### BRANO DA LEGGERE
□ □ □ □ □ □ □

Il 28 giugno la Francia torna al voto per il secondo turno delle elezioni amministrative (foto LaPresse)

Il futuro macroniano

Mauro Zanon

Per le municipali (e dopo) Lrem, che perde pezzi, cerca alleanze e fusioni. E guardano tutte a destra

Parigi. Non c’è molto ottimismo nella République en marche (Lrem) per il secondo turno delle elezioni amministrative. Le speranze di conquistare le grandi metropoli il prossimo 28 giugno sono ridotte al lumicino, l’elezione di 10mila consiglieri su 500mila sarebbe già un successo e i malpancisti all’Assemblea nazionale iniziano a essere un po’ troppi. Il partito di Macron sta attraversando la prima “crisi esistenziale” da quando è apparso nel panorama politico francese, ha scritto ieri il Monde. Una crisi provocata da una campagna elettorale zoppicante e da un’inquietante moltiplicazione di dissidenze. L’ultima, in ordine cronologico, ha visto protagonista l’ex ministro dell’Interno, Gérard Collomb, colui che per primo aveva sostenuto l’inquilino dell’Eliseo quando aveva lanciato En Marche! nel 2016, e che ora gli volta le spalle alleandosi con l’ala destra dei Républicains (Lr) a Lione, quella di Laurent Wauquiez. Stanislas Guerini cerca di rassicurare le truppe, ma sa bene che il 28 giugno non sarà una data da ricordare per Lrem.

 

 

Parigi doveva essere la vetrina del rinnovamento macronista, e invece rischia di trasformarsi nell’epicentro di un fallimento nazionale, fatto di scelte improvvide, candidati inadeguati e strategie sbagliate. Benjamin Griveaux era già debole prima ancora di ufficializzare la sua candidatura e di uscire di scena in maniera poco gloriosa per uno scandalo osé. Cédric Villani, il matematico dandy, continua a fare il riottoso, il marcheur insubordinato, anche se questo non lo porterà da nessuna parte. E Agnès Buzyn, ex ministra della salute, è diventata la vittima sacrificale, obbligata a mantenere la sua candidatura per salvare la faccia della macronia. A Lione, Lrem non ha più candidati ufficiali, e a Lilla, Marsiglia, Rennes e Nantes non ha la forza per cambiare le sorti del primo turno.

□ □ □ □ □ □ □

### MATERIALE FORNITO
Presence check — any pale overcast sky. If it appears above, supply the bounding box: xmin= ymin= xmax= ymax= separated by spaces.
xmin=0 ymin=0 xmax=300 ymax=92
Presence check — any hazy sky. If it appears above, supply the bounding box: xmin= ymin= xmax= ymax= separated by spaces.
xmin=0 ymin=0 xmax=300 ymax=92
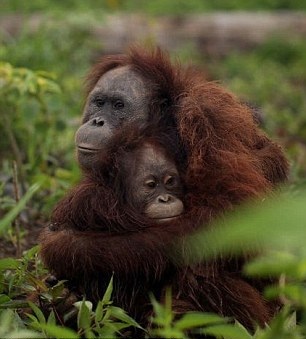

□ □ □ □ □ □ □

### COSA FARE
A. Riscrivi il passo dell'articolo sulle municipali francesi tra "Parigi doveva essere" e "del primo turno.", estremi inclusi, scambiando "dandy" con "eccentrico".
B. Prosegui l'articolo sulle elezioni municipali francesi a partire dalla sua ultima frase.
L'elenco proviene da un'altra fonte.

### RISPOSTE FORNITE
A.
Parigi doveva essere la vetrina del rinnovamento macronista, e invece rischia di trasformarsi nell’epicentro di un fallimento nazionale, fatto di scelte improvvide, candidati inadeguati e strategie sbagliate. Benjamin Griveaux era già debole prima ancora di ufficializzare la sua candidatura e di uscire di scena in maniera poco gloriosa per uno scandalo osé. Cédric Villani, il matematico eccentrico, continua a fare il riottoso, il marcheur insubordinato, anche se questo non lo porterà da nessuna parte. E Agnès Buzyn, ex ministra della salute, è diventata la vittima sacrificale, obbligata a mantenere la sua candidatura per salvare la faccia della macronia. A Lione, Lrem non ha più candidati ufficiali, e a Lilla, Marsiglia, Rennes e Nantes non ha la forza per cambiare le sorti del primo turno.

B.
 

Per questo, nonostante i molti dossier sul tavolo legati alla crisi sanitaria, Macron ha deciso di intervenire in prima persona nella questione municipali. Secondo quanto riportato dall’Opinion, sarebbe lui l’artigiano dell’accordo tra Lrem e Lr a Bordeaux, tra Thomas Cazenave e il sindaco uscente Nicolas Florian. “La République en marche non poteva essere all’origine di una vittoria della sinistra nella città di Juppé. La pressione di Macron e Philippe su Cazenave affinché si alleasse al candidato Lr deve essere stata molto forte”, ha detto all’Opinion un osservatore politico. E l’attivismo di Macron e del suo primo ministro avrebbe portato a chiudere anche altre alleanze locali con i gollisti.

 

 

A Strasburgo, per esempio, Alain Fontanel (Lrem) e Jean-Philippe Vetter (Lr) hanno trovato un accordo in extremis per presentarsi mano nella mano al secondo turno delle comunali, con l’obiettivo di vanificare l’avanzata dell’ecologista Jeanne Barseghian. Una fusione macronian-gollista è andata in scena anche a Clermont-Ferrand tra Eric Faidy e Jean-Pierre Brenas, nella speranza di strappare la città a un lungo strapotere socialista, oltre che a Rouen, Amiens e Angers. A Perpignan, altro comune sensibile, il candidato macronista ha deciso di ritirarsi per “fare blocco” contro il prescelto del Rassemblement national (Rn), e lasciare maggiori speranze di vittoria al candidato indicato da Lr.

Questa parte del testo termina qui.